• **REQUEST**
Select every line in the items below that contains the word "vegetation" and copy each one out.

• **GIVEN RECORDS**
***
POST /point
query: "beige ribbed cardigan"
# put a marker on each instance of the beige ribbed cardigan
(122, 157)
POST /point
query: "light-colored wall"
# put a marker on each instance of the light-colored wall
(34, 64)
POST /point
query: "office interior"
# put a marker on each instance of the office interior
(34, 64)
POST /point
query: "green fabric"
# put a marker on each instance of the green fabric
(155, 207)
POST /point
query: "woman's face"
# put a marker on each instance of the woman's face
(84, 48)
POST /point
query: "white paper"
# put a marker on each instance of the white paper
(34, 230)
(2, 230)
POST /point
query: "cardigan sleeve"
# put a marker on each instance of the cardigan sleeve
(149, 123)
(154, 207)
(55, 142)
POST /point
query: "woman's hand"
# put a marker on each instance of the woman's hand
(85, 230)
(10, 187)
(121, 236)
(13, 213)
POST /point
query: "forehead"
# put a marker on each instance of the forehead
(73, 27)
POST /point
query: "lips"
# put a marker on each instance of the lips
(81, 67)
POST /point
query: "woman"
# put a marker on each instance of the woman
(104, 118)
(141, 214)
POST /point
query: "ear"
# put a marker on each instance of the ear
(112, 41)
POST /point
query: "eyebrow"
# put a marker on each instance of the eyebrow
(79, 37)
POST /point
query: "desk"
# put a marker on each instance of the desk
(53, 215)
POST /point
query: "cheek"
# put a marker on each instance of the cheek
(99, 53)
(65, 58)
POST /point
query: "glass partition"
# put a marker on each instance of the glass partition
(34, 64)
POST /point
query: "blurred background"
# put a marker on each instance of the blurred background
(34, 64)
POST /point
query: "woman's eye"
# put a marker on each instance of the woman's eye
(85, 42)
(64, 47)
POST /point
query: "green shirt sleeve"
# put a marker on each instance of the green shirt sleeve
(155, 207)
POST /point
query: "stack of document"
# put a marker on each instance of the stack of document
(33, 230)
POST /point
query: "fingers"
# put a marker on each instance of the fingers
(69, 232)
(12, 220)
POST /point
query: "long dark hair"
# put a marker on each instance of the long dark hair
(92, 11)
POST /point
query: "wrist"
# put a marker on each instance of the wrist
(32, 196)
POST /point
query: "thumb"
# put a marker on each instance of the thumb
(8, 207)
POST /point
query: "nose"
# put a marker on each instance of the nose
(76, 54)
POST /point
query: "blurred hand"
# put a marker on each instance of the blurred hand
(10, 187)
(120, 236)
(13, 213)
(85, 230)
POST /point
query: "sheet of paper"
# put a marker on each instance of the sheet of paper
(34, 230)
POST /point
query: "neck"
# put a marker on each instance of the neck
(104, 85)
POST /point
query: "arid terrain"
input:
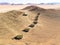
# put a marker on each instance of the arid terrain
(41, 21)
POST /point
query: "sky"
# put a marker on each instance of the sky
(29, 1)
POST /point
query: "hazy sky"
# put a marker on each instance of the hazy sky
(29, 1)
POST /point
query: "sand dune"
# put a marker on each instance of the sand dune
(45, 29)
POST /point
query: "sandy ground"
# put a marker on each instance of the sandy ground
(45, 32)
(5, 8)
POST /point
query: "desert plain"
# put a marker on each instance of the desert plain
(15, 18)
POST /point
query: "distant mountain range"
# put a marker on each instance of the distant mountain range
(5, 3)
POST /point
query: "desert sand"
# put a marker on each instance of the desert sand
(14, 19)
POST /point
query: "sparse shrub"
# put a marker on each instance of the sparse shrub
(18, 37)
(32, 25)
(26, 30)
(36, 19)
(24, 14)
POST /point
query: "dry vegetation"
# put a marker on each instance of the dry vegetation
(41, 26)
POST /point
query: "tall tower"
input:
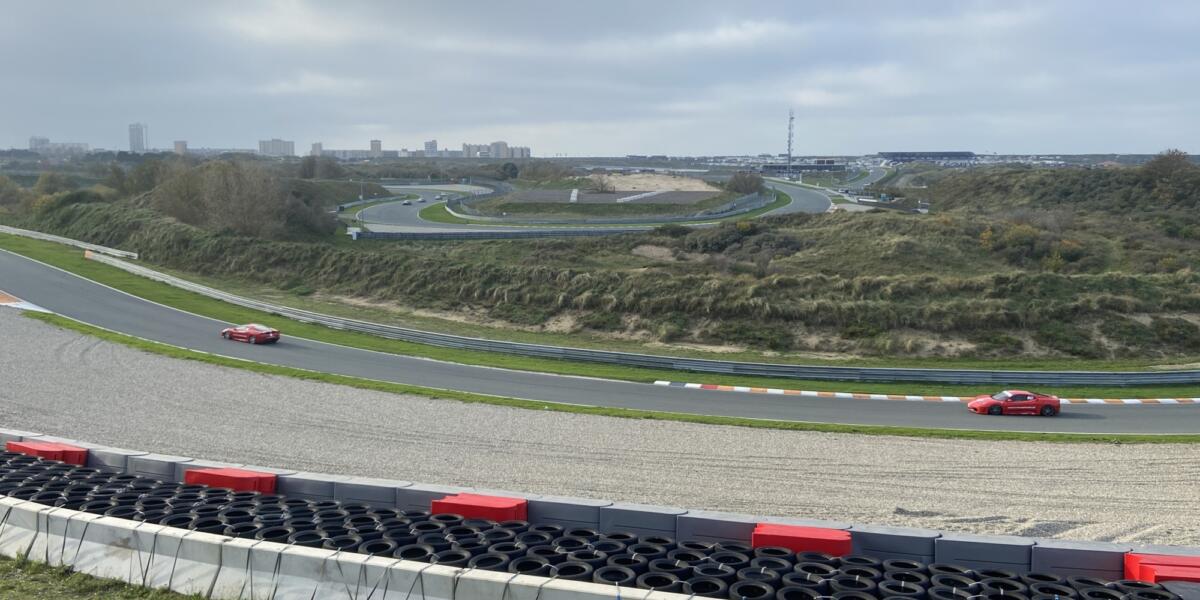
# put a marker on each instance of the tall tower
(138, 137)
(791, 124)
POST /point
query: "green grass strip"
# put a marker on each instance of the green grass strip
(624, 413)
(71, 259)
(27, 580)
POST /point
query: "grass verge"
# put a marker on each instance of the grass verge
(27, 580)
(72, 261)
(623, 413)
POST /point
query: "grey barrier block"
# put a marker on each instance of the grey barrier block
(1161, 549)
(313, 486)
(567, 511)
(273, 471)
(640, 519)
(1185, 589)
(985, 551)
(113, 457)
(1080, 558)
(16, 436)
(184, 467)
(420, 496)
(377, 492)
(156, 466)
(709, 526)
(900, 543)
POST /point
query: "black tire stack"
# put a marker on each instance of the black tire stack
(615, 558)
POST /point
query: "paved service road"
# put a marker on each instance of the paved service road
(90, 303)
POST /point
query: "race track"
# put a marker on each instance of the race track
(396, 217)
(90, 303)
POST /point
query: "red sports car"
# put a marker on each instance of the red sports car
(1015, 402)
(251, 333)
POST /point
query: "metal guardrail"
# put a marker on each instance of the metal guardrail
(69, 241)
(433, 234)
(679, 364)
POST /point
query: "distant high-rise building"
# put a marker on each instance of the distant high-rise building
(276, 147)
(139, 135)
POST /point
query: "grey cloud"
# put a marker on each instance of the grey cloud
(609, 77)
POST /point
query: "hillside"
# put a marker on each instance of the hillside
(1002, 269)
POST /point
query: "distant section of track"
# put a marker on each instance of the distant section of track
(102, 306)
(399, 217)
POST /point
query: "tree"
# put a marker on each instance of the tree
(1168, 165)
(51, 183)
(745, 183)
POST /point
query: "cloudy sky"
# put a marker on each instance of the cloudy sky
(609, 77)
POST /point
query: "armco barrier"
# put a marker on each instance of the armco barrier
(673, 363)
(84, 245)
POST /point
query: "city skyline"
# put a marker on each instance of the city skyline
(682, 78)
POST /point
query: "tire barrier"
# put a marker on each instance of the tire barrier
(706, 569)
(675, 363)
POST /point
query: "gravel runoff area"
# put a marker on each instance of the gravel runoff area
(73, 385)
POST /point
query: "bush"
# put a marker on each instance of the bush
(751, 334)
(1176, 331)
(1127, 331)
(521, 315)
(1068, 339)
(603, 321)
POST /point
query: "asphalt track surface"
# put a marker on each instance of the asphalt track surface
(95, 304)
(395, 216)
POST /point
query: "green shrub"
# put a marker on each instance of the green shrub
(521, 315)
(1067, 339)
(603, 321)
(1176, 331)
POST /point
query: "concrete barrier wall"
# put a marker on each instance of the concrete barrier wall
(227, 568)
(22, 529)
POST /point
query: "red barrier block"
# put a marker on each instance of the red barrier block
(802, 539)
(51, 450)
(1155, 568)
(1158, 574)
(471, 505)
(239, 480)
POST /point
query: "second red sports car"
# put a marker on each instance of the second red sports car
(251, 333)
(1015, 402)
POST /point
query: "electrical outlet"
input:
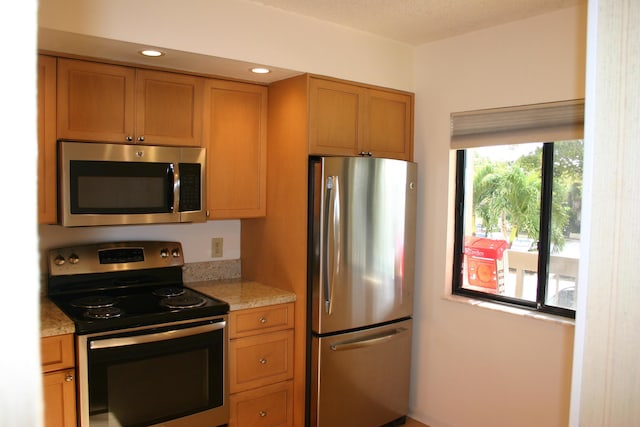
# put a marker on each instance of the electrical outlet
(216, 247)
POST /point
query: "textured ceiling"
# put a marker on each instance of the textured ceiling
(419, 21)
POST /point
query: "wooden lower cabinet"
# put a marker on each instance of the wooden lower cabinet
(270, 406)
(59, 383)
(261, 367)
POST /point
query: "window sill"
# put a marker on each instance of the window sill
(522, 312)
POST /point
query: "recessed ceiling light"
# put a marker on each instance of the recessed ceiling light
(151, 52)
(260, 70)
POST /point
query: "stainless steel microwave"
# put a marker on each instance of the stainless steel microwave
(117, 184)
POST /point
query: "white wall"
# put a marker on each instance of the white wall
(20, 369)
(473, 366)
(606, 381)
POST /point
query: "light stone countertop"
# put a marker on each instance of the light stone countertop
(238, 293)
(242, 294)
(52, 320)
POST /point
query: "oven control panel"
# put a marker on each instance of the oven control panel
(114, 256)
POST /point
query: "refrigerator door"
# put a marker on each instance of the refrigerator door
(365, 377)
(362, 225)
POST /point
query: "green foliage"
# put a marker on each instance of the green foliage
(507, 194)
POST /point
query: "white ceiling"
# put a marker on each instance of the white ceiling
(412, 22)
(419, 21)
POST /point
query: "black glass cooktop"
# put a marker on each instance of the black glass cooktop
(126, 308)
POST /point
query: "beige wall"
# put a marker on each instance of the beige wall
(229, 29)
(473, 366)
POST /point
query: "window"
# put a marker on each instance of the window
(518, 205)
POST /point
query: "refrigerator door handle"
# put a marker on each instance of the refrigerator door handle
(366, 342)
(331, 246)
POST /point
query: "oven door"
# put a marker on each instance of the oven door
(167, 375)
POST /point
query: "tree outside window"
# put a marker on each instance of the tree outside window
(518, 224)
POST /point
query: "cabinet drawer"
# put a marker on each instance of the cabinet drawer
(260, 360)
(57, 352)
(258, 320)
(269, 406)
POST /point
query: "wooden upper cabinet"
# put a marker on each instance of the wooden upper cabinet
(235, 135)
(348, 119)
(389, 124)
(168, 108)
(47, 191)
(112, 103)
(335, 117)
(95, 101)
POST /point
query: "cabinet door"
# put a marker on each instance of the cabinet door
(260, 360)
(95, 101)
(47, 188)
(59, 399)
(235, 135)
(168, 108)
(389, 124)
(335, 117)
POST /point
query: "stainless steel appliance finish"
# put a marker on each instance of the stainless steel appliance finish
(361, 263)
(117, 184)
(149, 350)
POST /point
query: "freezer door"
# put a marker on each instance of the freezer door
(363, 216)
(361, 378)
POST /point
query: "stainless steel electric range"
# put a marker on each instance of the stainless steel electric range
(149, 350)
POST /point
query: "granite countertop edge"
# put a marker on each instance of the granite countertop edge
(238, 293)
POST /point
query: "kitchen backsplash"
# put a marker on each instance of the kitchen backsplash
(211, 270)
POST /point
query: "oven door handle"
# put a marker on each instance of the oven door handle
(159, 336)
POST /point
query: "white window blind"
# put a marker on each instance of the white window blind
(546, 122)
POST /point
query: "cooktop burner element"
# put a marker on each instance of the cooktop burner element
(182, 301)
(113, 286)
(93, 301)
(168, 292)
(103, 313)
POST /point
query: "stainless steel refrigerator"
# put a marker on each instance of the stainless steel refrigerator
(361, 272)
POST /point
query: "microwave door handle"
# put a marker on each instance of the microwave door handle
(172, 186)
(158, 336)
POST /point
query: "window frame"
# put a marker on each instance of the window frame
(546, 193)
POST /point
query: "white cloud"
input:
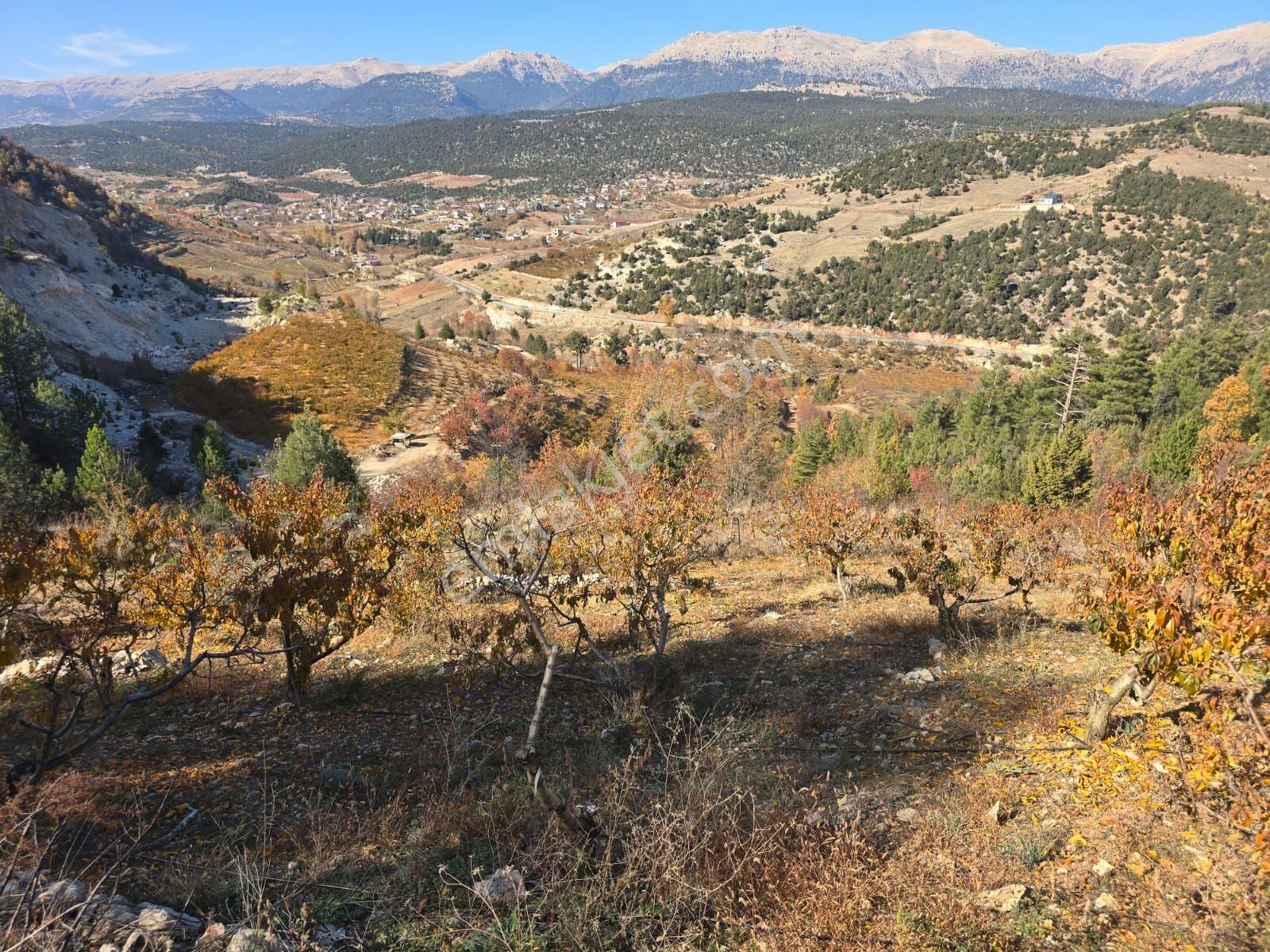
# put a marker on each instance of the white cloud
(114, 48)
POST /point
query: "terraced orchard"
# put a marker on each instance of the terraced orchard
(343, 367)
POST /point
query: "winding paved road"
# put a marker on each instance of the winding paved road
(976, 347)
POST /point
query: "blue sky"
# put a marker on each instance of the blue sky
(182, 35)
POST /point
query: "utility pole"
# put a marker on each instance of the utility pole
(1077, 378)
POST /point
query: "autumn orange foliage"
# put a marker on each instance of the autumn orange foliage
(1187, 596)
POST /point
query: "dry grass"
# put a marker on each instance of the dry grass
(753, 805)
(343, 367)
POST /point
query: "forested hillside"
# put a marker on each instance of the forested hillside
(740, 133)
(1153, 248)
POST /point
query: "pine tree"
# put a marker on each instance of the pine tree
(23, 359)
(577, 343)
(19, 497)
(105, 478)
(1060, 474)
(308, 447)
(150, 448)
(1174, 454)
(1128, 382)
(810, 452)
(210, 450)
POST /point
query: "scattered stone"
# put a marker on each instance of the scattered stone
***
• **ANSWER TO THE PROBLEM**
query: "dry vegetation"
# put a marker on each instance of the dry vegetation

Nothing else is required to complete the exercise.